■ Problem statement
What is needed is an exact copy of all the data.

■ Point localization data
•••••
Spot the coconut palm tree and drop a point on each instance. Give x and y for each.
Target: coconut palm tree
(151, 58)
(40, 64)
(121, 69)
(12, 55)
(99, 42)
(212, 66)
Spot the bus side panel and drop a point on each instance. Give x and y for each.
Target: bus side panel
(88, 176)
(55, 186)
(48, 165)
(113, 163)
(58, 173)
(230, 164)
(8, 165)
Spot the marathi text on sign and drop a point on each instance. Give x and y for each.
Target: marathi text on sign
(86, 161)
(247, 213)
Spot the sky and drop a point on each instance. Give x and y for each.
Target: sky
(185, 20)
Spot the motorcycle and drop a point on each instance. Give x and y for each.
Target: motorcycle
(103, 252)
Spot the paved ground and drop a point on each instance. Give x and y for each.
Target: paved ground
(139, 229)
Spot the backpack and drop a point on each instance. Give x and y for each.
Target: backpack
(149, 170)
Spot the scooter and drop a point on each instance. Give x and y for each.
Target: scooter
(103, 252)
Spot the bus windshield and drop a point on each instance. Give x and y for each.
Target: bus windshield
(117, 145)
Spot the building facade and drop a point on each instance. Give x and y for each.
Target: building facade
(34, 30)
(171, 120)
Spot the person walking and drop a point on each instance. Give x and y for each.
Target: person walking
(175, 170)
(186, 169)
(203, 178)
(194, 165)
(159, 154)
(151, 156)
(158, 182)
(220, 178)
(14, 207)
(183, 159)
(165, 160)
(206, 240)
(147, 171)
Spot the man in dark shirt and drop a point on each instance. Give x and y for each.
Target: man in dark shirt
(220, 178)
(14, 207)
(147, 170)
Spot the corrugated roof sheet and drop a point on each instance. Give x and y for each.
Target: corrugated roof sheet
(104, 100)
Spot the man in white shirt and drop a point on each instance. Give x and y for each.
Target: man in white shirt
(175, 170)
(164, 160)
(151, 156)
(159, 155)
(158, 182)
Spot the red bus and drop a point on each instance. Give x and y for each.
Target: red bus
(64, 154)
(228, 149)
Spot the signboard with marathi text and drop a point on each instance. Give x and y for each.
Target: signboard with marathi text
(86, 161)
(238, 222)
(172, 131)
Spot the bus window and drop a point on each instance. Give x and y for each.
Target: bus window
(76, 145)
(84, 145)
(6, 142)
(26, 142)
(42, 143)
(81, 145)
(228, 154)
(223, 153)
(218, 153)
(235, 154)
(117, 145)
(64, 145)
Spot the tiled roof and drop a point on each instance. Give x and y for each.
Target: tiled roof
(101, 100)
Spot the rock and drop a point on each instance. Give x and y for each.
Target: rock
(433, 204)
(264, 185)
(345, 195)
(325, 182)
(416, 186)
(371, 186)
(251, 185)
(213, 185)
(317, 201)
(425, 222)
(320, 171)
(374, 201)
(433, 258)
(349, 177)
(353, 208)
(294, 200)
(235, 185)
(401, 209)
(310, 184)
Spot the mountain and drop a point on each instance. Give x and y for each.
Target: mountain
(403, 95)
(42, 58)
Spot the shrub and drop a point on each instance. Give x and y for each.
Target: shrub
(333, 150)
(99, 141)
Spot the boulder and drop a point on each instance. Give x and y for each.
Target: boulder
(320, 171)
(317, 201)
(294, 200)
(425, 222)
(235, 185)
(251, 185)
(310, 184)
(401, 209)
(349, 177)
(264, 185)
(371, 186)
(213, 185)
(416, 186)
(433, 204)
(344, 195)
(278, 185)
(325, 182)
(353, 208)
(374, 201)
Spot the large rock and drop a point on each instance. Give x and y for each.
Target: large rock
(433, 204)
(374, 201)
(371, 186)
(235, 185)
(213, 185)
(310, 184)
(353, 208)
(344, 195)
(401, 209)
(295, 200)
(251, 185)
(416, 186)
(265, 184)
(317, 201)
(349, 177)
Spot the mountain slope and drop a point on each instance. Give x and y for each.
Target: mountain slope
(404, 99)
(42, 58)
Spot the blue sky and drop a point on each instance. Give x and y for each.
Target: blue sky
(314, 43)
•••••
■ Expected answer
Spot the coconut palm tree and drop a point on each instance. Give x and y for each.
Target: coconut palm tree
(151, 58)
(40, 64)
(121, 69)
(12, 55)
(99, 42)
(212, 66)
Spot the bus side panel and drop a point on each instance. Give x and y for each.
Target: bus side panel
(88, 176)
(55, 186)
(48, 165)
(113, 163)
(58, 173)
(230, 164)
(8, 165)
Spot the marathi text on sign and drop a point on each instance. Give x and y for each.
Target: marathi text on sign
(86, 161)
(247, 213)
Spot the sky and drop a point on each instance. Give x and y for each.
Target: sky
(185, 20)
Spot the motorcycle and drop a point on each instance. Give x and y for each.
Target: motorcycle
(103, 252)
Spot the paved ground and drop a point on each instance. Give x and y for each.
Target: paved ground
(139, 229)
Spot the backpack and drop a point on each instance. Give x and y for each.
Target: backpack
(149, 170)
Spot the scooter and drop a point on each instance. Give x and y for each.
Target: scooter
(103, 252)
Spot the bus windshield and drop a point on each instance. Give x and y for each.
Target: bus windshield
(117, 145)
Spot the building facade and drop a point on each instance. Give x and y for each.
Target: building facade
(34, 30)
(171, 120)
Spot the person walking and drop a point on each instance. Give x and y for each.
Target: person walking
(175, 170)
(186, 169)
(203, 178)
(194, 165)
(159, 154)
(151, 156)
(158, 182)
(220, 178)
(14, 207)
(183, 159)
(165, 160)
(206, 240)
(147, 171)
Spot the man in dark shirt and drop a point on each instance. Give x and y for each.
Target: man in dark shirt
(220, 178)
(14, 207)
(147, 170)
Spot the corrugated roof sheet and drop a point on each instance. Give x and y for each.
Target: corrugated roof sheet
(104, 100)
Spot the man in white shirt and drop a point on each instance. Give x and y for each.
Target: man in white shirt
(175, 170)
(164, 160)
(151, 156)
(159, 155)
(158, 182)
Spot the red bus and drop a point on each instance. Give x and y for each.
Target: red bus
(64, 154)
(228, 149)
Spot the signboard with marathi text and drop a point on each instance. Give x and y for each.
Target: signboard with marathi text
(86, 161)
(238, 222)
(172, 131)
Spot the bus window and drop a point on each instance. Give x and y for each.
Target: bus window
(76, 145)
(84, 145)
(6, 142)
(26, 142)
(42, 143)
(81, 145)
(228, 154)
(223, 153)
(218, 153)
(235, 154)
(117, 145)
(64, 145)
Spot the tiled roof and drop a point on each instance. Give x and y for each.
Target: tiled roof
(101, 100)
Spot the rock and drop a point on each instance. Give x and y for each.
Target: rock
(433, 204)
(264, 185)
(345, 195)
(325, 182)
(416, 186)
(371, 186)
(251, 185)
(213, 185)
(317, 201)
(425, 222)
(320, 171)
(374, 201)
(433, 258)
(349, 177)
(353, 208)
(294, 200)
(235, 185)
(401, 209)
(310, 184)
Spot the mountain and drop a point on each instance. Give x and y for each.
Target: mountain
(403, 95)
(42, 58)
Spot the shrub and drop a point on each instance. Give x and y for each.
Target: shrub
(333, 150)
(99, 141)
Spot the boulder and drop a point on each instance. Give x and y for each.
Target: boulder
(320, 171)
(317, 201)
(294, 200)
(425, 222)
(235, 185)
(251, 185)
(310, 184)
(401, 209)
(349, 177)
(264, 185)
(371, 186)
(213, 185)
(416, 186)
(433, 204)
(344, 195)
(278, 185)
(325, 182)
(353, 208)
(374, 201)
Spot the large rock and drop a point on each instance. Give x and y for each.
Target: large rock
(433, 204)
(374, 201)
(371, 186)
(235, 185)
(213, 185)
(310, 184)
(353, 208)
(344, 195)
(401, 209)
(295, 200)
(251, 185)
(416, 186)
(265, 184)
(317, 201)
(349, 177)
Spot the mountain slope and drop a point on each instance. Give x and y for each.
Target: mountain slope
(404, 99)
(42, 58)
Spot the blue sky and drop a point on each instance. Give x and y for each.
Target: blue sky
(314, 43)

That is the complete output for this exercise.